◆ Exercise aim ◆
In the material below, find the line that contains "Target: yellow marking on thorax" and the line that contains "Target: brown twig", then write out exactly those two lines and everything between them.
:: Dataset
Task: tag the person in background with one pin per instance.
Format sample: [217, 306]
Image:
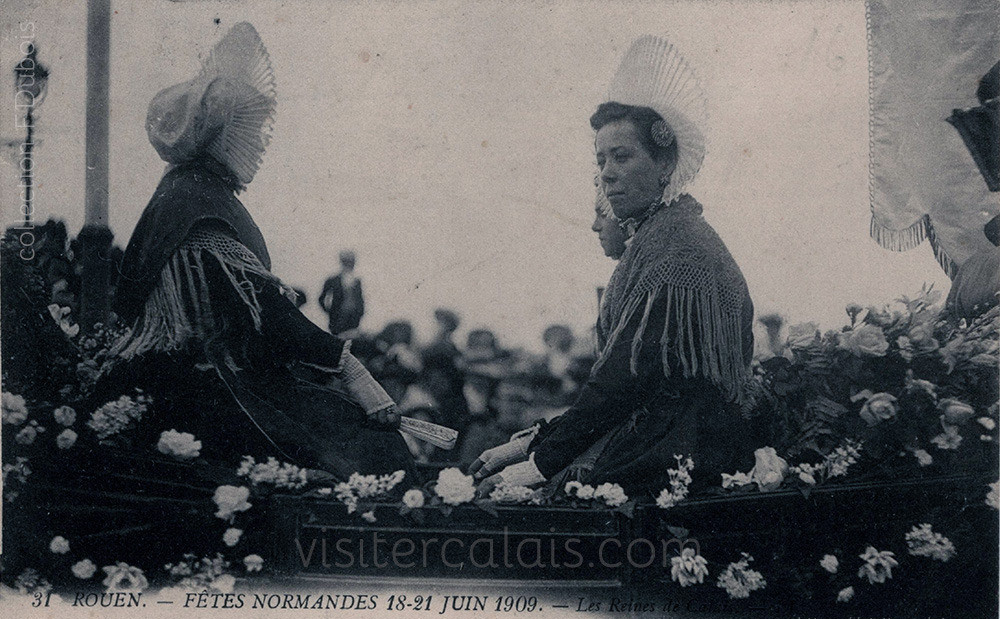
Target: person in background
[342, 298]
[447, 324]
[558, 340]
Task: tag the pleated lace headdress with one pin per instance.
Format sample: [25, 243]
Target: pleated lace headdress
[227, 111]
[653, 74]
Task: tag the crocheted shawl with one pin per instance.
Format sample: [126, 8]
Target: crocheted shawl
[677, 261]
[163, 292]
::::
:: Dataset
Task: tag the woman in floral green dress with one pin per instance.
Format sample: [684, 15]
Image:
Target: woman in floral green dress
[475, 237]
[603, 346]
::::
:: Dataset
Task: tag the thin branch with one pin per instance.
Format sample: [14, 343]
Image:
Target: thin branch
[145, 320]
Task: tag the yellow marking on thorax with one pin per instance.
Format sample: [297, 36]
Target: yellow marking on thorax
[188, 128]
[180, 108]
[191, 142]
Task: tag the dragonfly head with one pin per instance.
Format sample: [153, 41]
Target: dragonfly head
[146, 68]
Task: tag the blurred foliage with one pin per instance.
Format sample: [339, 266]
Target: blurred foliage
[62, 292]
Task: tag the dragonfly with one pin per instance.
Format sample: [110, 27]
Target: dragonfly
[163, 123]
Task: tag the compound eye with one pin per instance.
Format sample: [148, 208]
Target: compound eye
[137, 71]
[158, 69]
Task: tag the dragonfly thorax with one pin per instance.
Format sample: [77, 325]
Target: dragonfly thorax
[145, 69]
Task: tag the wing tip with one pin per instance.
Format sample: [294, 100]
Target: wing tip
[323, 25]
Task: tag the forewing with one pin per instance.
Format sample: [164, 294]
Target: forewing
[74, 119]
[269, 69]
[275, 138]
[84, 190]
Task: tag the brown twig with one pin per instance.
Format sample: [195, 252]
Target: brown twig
::::
◆ Answer area ◆
Target: yellow marking on thorax
[188, 128]
[180, 108]
[191, 142]
Task: tag the dragonfly head with one pin per instance.
Format sample: [153, 41]
Target: dragonfly head
[146, 68]
Task: tag the blurred foliage with one pin per instance.
Format sample: [339, 266]
Target: blurred foliage
[62, 292]
Task: tag the dragonfly with one pin per instance.
Format sample: [110, 27]
Target: dragonfly
[163, 123]
Task: tag the compound eye with one pin per instance.
Format sample: [148, 208]
Target: compound eye
[137, 71]
[158, 69]
Task: tag the dragonfly thorax with one pin per instance.
Format sample: [77, 325]
Target: dragonfly thorax
[145, 69]
Task: tag the wing tip with one pin per instance.
Format sample: [294, 100]
Target: wing tip
[323, 25]
Task: tag the forewing with one pin per instance.
Format sample: [164, 294]
Target: forewing
[74, 119]
[269, 69]
[275, 138]
[84, 190]
Task: tag the brown twig with one pin per instance.
Format sample: [195, 252]
Target: brown twig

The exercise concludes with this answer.